= Passage to read =
We tell ourselves stories in order to live. The princess is caged in the consulate. The man with the candy will lead the children into the sea. The naked woman on the ledge outside the window on the sixteenth floor is a victim of accidie, or the naked woman is an exhibitionist, and it would be “interesting” to know which. We tell ourselves that it makes some difference whether the naked woman is about to commit a mortal sin or is about to register a political protest or is about to be, the Aristophanic view, snatched back to the human condition by the fireman in priest’s clothing just visible in the window behind her, the one smiling at the telephoto lens. We look for the sermon in the suicide, for the social or moral lesson in the murder of five. We interpret what we see, select the most workable of the multiple choices. We live entirely, especially if we are writers, by the imposition of a narrative line upon disparate images, by the “ideas” with which we have learned to freeze the shifting phantasmagoria which is our actual experience.
Or at least we do for a while. I am talking here about a time when I began to doubt the premises of all the stories I had ever told myself, a common condition but one I found troubling.
–Joan Didion, The White Album (1979)
We tell ourselves stories in order to live…
This short opening sentence from the Joan Didion essay, The White Album, says so much about how we put together our pasts, our stories and myths, and all our perceptions of it all in a way that brings makes small degree of sense to it all. As she writes, we try to create a narrative out of disparate bits and pieces that somehow makes our life worth living or at least gives a small degree of meaning to it.
It’s what we do to try to make sense of an often-senseless world.
It is a process of synthesis in which we all take part, usually without even recognizing the process. For writers and artists, the process comes closer to the surface of our consciousness. Every work is created out of this synthesization of all we know and experience. It is an internal weighing of all these things, determining what is important and what is trivial. Sifting through a lifetime trying to separate the meaningful from the meaningless. The beautiful from the ugly.
I sometimes think that a good work is that which allows a bit of all of these things through. The good with the bad. The dark with the light.
They are, after all, part of those stories we tell ourselves. The stories that shaped us, that informed how we came to view the world.

= Extracted entries =
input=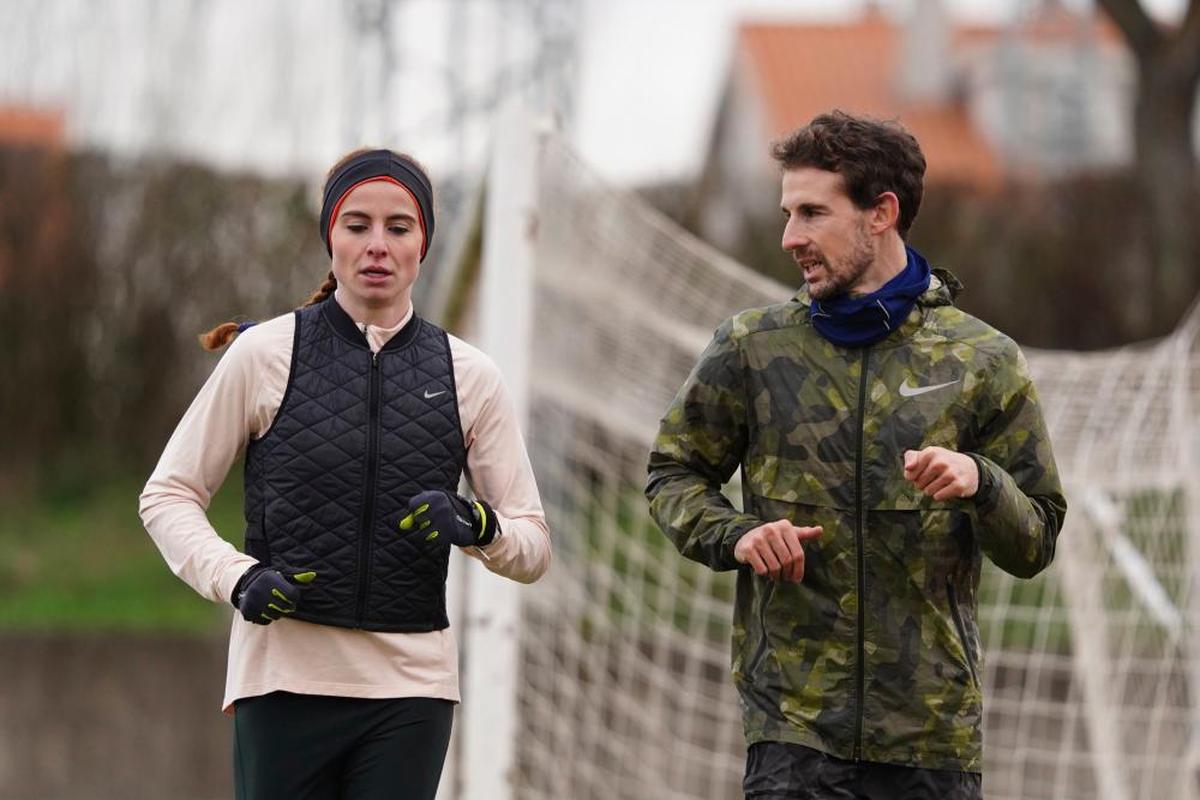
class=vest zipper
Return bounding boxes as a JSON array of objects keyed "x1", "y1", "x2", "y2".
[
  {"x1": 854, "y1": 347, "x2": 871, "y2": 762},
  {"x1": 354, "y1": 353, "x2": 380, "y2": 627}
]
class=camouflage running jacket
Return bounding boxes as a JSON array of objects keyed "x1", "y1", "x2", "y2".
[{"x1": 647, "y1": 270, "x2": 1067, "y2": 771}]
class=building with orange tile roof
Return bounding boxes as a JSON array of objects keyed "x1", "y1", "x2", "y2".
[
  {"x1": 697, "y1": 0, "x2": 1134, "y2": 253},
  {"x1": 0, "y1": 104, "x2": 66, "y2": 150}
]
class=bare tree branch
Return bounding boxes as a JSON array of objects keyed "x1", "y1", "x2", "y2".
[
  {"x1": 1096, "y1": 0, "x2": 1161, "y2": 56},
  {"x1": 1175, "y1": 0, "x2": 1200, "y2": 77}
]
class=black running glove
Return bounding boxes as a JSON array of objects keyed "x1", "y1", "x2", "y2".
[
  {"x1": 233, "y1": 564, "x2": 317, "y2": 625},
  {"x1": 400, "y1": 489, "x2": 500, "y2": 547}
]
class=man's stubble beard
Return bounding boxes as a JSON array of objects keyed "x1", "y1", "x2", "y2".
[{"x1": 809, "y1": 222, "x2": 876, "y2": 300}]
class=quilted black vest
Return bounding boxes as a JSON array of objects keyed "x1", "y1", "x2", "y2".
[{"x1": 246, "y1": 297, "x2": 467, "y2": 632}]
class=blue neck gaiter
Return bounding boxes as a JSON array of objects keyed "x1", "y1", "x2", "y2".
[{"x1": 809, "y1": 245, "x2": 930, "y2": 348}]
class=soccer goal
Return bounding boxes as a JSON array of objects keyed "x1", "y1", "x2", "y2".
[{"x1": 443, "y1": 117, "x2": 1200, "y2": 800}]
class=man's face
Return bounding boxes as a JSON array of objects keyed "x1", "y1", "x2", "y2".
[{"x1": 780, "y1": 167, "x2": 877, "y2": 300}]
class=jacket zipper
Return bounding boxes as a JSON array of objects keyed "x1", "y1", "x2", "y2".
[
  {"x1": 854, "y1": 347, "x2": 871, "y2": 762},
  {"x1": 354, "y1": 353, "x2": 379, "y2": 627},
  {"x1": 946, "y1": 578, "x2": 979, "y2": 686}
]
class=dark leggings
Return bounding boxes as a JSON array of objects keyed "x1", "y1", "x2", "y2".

= Problems to work on =
**a.** Summarize the passage on storytelling in two sentences.
**b.** Locate every line of the records that contains the string "class", and copy each one. Case counts.

= Task-by-task results =
**a.** The passage quotes the opening of Joan Didion's essay The White Album, which holds that we tell ourselves stories in order to live by imposing a narrative line upon disparate images. It then calls this a process of synthesis that lies closer to the surface of consciousness for writers and artists, and it suggests that a good work lets through the good with the bad and the dark with the light.

**b.**
class=vest zipper
class=camouflage running jacket
class=building with orange tile roof
class=bare tree branch
class=black running glove
class=man's stubble beard
class=quilted black vest
class=blue neck gaiter
class=soccer goal
class=man's face
class=jacket zipper
class=dark leggings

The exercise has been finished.